Source –
* begin *

FIG. 14 illustrates a relation of the component and the intensity
of the external magnetic field which affects the magnetoresistance
effect element 20 in the Y1 direction as well as the component and
the intensity in the Y2 direction and the output voltage from the
intermediate point 36. The fixed resistance element 35 is formed of
the same material as the magnetoresistance effect element 20
illustrated, for example, in FIG. 12 in the same thickness, and
also the laminating order for the non-magnetic conductive layer 25
and the free magnetic layer 26 is changed, for example, so that the
electric resistance is not changed due to the external magnetic
field and also the fixed resistance element 35 has the same
temperature characteristic as that of the magnetoresistance effect
element 20. In addition, when the external magnetic field is not in
effect, in order that the detection output from the intermediate
point 36 is set as Vcc/2, the resistance value of the fixed
resistance element 35 is adjusted.
As illustrated in FIG. 14, the output voltage from the intermediate
point 36 is set as Vcc/2 when the external magnetic field is not in
effect. When the external magnetic field in the Y1 direction
affects the magnetoresistance effect element 20, the output voltage
from the intermediate point 36 is increased, and when the external
magnetic field in the Y2 direction affects the magnetoresistance
effect element 20, the output voltage from the intermediate point
36 is decreased.
Therefore, as illustrated in FIG. 14, by recognizing that the
output voltage from the intermediate point 36 is set as a
predetermined value V1, it is possible to detect that the size of
the external magnetic field in the Y1 direction becomes equal to or
larger than a predetermined value H1. Similarly, by recognizing
that the output voltage from the intermediate point 36 is set as a
predetermined value V2, it is possible to detect that the size of
the external magnetic field in the Y2 direction becomes equal to or
larger than a predetermined value H2.
The detector 10 illustrated in FIG. 13 uses one magnetoresistance
effect element 20, but as illustrated in FIG. 15, it is possible to
use a detector 110 composed of a circuit using two
magnetoresistance effect elements 20A and 20B. The
magnetoresistance effect elements 20A and 20B used in the detector
110 are the same as the magnetoresistance effect element 20
illustrated in FIGS. 11A and 11B and FIG. 12. Alternatively, it is
also possible to use the detector which does not include the
magnets 33 and 34.
In the one magnetoresistance effect element 20A, the direction (P
direction) of the fixed magnetization of the fixed magnetic layer
24 faces the Y1 direction, but in the other magnetoresistance
effect element 20B, the direction (P direction) of the fixed
magnetization of the fixed magnetic layer 24 faces the Y2
direction. That is, the magnetoresistance effect element 20A and
the magnetoresistance effect element 20B are elements having the
same characteristic, but the arrangement directions are mutually
opposite with respect to the Y1 direction and the Y2 direction.

* end *

Data entries –
* begin *

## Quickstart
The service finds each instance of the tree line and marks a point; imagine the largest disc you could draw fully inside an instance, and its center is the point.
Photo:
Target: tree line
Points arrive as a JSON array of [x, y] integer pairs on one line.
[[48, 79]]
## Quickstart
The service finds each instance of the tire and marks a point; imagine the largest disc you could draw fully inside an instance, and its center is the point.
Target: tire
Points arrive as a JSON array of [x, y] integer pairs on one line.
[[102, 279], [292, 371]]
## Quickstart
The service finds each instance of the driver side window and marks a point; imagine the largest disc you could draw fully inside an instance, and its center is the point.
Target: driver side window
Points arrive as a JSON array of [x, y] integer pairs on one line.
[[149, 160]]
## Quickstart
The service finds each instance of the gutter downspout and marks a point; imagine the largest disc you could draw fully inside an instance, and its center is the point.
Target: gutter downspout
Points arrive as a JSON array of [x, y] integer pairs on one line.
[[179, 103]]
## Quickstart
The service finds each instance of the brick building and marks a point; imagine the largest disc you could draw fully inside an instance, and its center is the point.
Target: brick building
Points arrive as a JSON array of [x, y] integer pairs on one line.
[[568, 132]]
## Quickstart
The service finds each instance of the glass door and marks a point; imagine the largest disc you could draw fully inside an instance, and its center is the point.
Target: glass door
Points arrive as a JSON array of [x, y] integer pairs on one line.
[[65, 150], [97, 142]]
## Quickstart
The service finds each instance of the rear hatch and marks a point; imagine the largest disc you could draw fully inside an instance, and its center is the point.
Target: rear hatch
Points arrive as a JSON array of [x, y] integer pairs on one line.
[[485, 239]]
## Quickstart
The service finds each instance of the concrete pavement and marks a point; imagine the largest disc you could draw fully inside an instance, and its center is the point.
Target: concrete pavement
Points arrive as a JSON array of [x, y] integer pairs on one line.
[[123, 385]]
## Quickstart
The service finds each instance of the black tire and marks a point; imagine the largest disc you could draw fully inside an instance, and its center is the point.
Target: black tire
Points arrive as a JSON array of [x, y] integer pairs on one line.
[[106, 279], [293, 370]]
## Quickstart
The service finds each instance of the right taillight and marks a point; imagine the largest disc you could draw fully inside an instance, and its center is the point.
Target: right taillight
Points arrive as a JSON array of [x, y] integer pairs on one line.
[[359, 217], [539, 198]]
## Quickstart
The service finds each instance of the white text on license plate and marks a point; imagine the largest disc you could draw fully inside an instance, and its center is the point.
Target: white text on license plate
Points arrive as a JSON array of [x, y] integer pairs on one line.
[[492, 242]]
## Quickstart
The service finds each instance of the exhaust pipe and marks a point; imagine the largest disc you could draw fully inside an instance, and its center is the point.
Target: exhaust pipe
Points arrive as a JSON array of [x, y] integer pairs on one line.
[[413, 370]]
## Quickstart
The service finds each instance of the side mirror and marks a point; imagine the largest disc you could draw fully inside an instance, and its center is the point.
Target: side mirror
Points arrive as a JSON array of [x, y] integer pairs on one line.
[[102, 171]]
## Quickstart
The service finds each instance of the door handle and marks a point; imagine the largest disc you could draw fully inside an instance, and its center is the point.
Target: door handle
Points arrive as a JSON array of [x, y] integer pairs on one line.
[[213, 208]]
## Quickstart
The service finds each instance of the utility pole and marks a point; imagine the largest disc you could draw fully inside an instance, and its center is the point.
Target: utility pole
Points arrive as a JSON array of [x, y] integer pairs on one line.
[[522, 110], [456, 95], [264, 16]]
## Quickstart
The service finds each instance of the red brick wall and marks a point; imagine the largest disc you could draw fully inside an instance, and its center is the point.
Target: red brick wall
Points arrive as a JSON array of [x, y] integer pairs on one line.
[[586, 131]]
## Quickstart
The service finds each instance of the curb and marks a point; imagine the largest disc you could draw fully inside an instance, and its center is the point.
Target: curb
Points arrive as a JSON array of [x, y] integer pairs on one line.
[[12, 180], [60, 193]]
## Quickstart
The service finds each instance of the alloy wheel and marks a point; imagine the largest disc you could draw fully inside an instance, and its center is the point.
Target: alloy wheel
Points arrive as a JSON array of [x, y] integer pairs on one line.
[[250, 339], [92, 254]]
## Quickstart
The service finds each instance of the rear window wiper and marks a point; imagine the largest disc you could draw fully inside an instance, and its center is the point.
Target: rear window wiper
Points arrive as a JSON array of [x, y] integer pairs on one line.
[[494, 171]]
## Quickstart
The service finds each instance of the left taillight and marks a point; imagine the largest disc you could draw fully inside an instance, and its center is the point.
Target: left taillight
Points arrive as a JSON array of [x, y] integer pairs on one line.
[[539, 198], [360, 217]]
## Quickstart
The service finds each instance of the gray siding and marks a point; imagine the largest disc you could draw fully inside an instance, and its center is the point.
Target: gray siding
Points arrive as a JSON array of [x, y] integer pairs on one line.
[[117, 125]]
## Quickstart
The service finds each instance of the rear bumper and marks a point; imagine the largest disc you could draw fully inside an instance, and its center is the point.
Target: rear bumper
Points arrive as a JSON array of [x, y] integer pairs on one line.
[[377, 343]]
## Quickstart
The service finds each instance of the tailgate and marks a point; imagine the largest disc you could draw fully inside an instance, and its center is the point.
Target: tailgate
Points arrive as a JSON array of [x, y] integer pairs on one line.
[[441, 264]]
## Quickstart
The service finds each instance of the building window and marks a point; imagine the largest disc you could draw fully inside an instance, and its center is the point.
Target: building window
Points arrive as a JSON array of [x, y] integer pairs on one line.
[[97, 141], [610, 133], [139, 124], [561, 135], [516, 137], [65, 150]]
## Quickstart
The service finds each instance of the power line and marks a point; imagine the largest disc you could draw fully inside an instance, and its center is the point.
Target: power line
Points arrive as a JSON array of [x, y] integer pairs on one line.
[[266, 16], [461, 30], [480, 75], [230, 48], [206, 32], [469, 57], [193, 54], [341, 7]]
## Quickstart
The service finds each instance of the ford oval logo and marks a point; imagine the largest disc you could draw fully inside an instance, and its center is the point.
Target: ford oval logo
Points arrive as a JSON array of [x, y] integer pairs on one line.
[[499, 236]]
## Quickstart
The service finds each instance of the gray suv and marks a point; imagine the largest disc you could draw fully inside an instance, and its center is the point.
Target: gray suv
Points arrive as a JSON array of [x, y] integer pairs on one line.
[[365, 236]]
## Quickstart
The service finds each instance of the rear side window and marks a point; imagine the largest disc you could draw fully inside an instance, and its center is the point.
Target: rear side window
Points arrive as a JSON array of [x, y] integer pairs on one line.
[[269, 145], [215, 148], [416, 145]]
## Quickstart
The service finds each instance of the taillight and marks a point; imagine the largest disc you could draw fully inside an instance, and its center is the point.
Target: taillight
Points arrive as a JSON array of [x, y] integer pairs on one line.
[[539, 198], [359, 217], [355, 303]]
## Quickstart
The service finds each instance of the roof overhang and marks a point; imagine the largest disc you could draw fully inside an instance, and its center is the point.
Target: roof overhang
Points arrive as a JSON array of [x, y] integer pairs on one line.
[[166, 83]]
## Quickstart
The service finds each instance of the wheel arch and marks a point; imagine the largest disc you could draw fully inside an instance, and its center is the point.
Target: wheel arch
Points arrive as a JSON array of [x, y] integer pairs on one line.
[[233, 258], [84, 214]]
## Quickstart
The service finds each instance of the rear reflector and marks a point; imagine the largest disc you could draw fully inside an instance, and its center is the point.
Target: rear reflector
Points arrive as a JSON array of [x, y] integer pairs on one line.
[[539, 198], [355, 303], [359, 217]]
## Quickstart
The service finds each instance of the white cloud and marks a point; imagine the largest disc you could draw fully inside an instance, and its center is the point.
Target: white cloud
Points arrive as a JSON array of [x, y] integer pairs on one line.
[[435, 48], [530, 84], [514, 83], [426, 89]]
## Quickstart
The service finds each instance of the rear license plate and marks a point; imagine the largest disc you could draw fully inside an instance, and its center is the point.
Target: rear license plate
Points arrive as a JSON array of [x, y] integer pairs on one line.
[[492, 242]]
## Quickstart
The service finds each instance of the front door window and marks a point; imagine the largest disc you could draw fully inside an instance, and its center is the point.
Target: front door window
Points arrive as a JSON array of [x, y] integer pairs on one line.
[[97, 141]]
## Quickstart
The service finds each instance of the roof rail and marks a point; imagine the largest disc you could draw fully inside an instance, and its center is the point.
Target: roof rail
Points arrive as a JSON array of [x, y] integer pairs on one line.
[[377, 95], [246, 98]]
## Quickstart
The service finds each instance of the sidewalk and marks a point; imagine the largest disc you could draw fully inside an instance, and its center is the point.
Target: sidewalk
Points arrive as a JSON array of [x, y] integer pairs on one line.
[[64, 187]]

* end *

To be done –
**A)** Can you copy the passage of the magnetoresistance detector text word for word, starting with "The detector 10" and going on through "magnets 33 and 34."?
**B)** What comes next in the magnetoresistance detector text? Continue it from its last sentence.

Written responses –
**A)**
The detector 10 illustrated in FIG. 13 uses one magnetoresistance
effect element 20, but as illustrated in FIG. 15, it is possible to
use a detector 110 composed of a circuit using two
magnetoresistance effect elements 20A and 20B. The
magnetoresistance effect elements 20A and 20B used in the detector
110 are the same as the magnetoresistance effect element 20
illustrated in FIGS. 11A and 11B and FIG. 12. Alternatively, it is
also possible to use the detector which does not include the
magnets 33 and 34.

**B)**
As illustrated in FIG. 15, in the detector 110, the
magnetoresistance effect element 20A and a fixed resistance element
35A are connected in series. In addition, a fixed resistance
element 35B and the magnetoresistance effect element 20B are
connected in series. Then, by way of a switch 39, with respect to
the magnetoresistance effect element 20A and the fixed resistance
element 35A, or with respect to the fixed resistance element 35B
and the magnetoresistance effect element 20B, a direct-current
power source voltage Vcc is alternately applied. In addition, by
way of a switch 38 operating in synchronism with the switch 39, an
intermediate point 36A and an intermediate point 36B is alternately
selected. The electric resistance of the fixed resistance element
35A is equal to that of the fixed resistance element 35B.
FIG. 16 illustrates the direction and the magnitude of the external
magnetic field when the magnetoresistance effect element 20A and
the fixed resistance element 35A are applied with the
direct-current voltage and a variation character of the voltage at
the intermediate point 36A. In addition, FIG. 17 illustrates the
direction and the magnitude of the external magnetic field when the
fixed resistance element 35B and the magnetoresistance effect
element 20B are applied with the direct-current voltage and a
variation character of the voltage at the intermediate point
36B.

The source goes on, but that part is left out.